> _Excerpt_
+--

On the last day, the mothers tied eagle plumes into the girls' hair and wrapped Sun Dance skirts around their waists as a symbol of the sacredness of womanhood. They then presented the young women and their new names to the camp circle. Finally, the initiates served the assembled company traditional foods, including toasted cornmeal with dried berries, prairie turnip and dried-corn soup, and chokecherry pudding.
Cassandra Painte, Arlene Saice and Mary Frances Sierra, from this year's group, and Latasha Drapeau, Rochelle Garcia and Rachel Fischer, from past years, shared observations about the Isna Ti and its place in their lives:
Collecting medicine: "It was very special to offer tobacco before we picked sage. We gave something back to the earth because we were taking something from it, and I felt strongly about the fact that my grandmothers had picked sage like that. But they stayed out even longer on very hot days and didn't have cars to take them to the field."
Visiting the tribal buffalo herd: "We've always known that we are related to them, and now scientists have discovered it, too."
Putting up a tipi: "It was hard, but every time something went wrong, we got an important lesson. When we finished, the tipi was a happy home, a nest. We made it together; we shared it. It was a part of us.
Homecoming: "When I came here I was Yankton Sioux, but I hadn't lived on the reservation and didn't know how they did things in the old days. I didn't know Indian words or how to put up a tipi-nothing really. Then I came to the Isna Ti, and they taught me so much. Now I feel proud of myself and my culture."

+--

> _Given material_
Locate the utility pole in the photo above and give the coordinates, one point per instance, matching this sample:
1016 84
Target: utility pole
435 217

+--

> _Problem statement_
In the Isna Ti text, what did the mothers wrap around the girls' waists on the last day?

> _Answer to this problem_
Sun Dance skirts, as a symbol of the sacredness of womanhood.